**REQUIRED WORK**: Return the full forum thread on TT lower control arm geometry, word for word.

**PAGE EXCERPT**:
== == ==

I believe I read somewhere that the TT performs best when the lower control arms are pretty much parallel. Though I can't remember for the life of me where I read this. Made sends with the geometry and that's as low as I plan on going, maybe a smidge higher for these lovely NY roads.


----------



## Doooglasss (Aug 28, 2009)

Yup the A platform up to the mk5 have 90' rotated front control arm, rear position bushings. Mk1's, 2's, 3's, & 4's including the Corrado, Scirocco, & TT. 

Essentially when you lower the car beyond parallel the bushings functionality becomes limited and they break down over time. There's a HUGE technical thread on the mk4 suspension geometry somewhere on here from YEARS ago.

I run my car at this height, while it doesn't look slammed it drives very well. I need to snap a picture of it not on a lift/jackstands. There's probably a finger or two of gap all around.

== == ==

**SUPPLIED MATERIAL**:
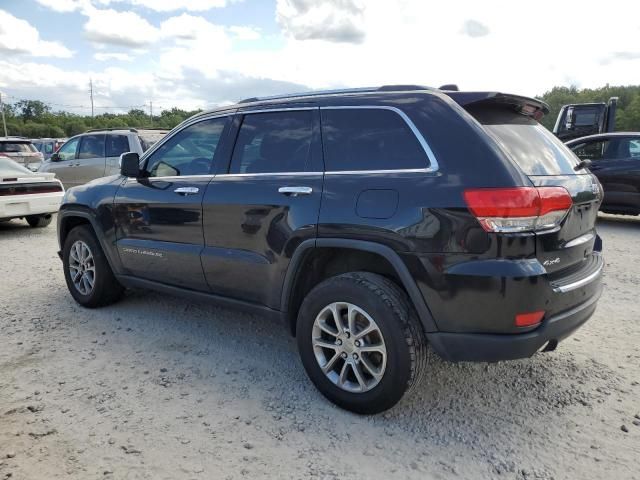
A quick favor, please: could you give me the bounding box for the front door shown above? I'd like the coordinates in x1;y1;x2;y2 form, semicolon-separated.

== == ==

**EXERCISE RESPONSE**:
I believe I read somewhere that the TT performs best when the lower control arms are pretty much parallel. Though I can't remember for the life of me where I read this. Made sends with the geometry and that's as low as I plan on going, maybe a smidge higher for these lovely NY roads.


----------



## Doooglasss (Aug 28, 2009)

Yup the A platform up to the mk5 have 90' rotated front control arm, rear position bushings. Mk1's, 2's, 3's, & 4's including the Corrado, Scirocco, & TT. 

Essentially when you lower the car beyond parallel the bushings functionality becomes limited and they break down over time. There's a HUGE technical thread on the mk4 suspension geometry somewhere on here from YEARS ago.

I run my car at this height, while it doesn't look slammed it drives very well. I need to snap a picture of it not on a lift/jackstands. There's probably a finger or two of gap all around.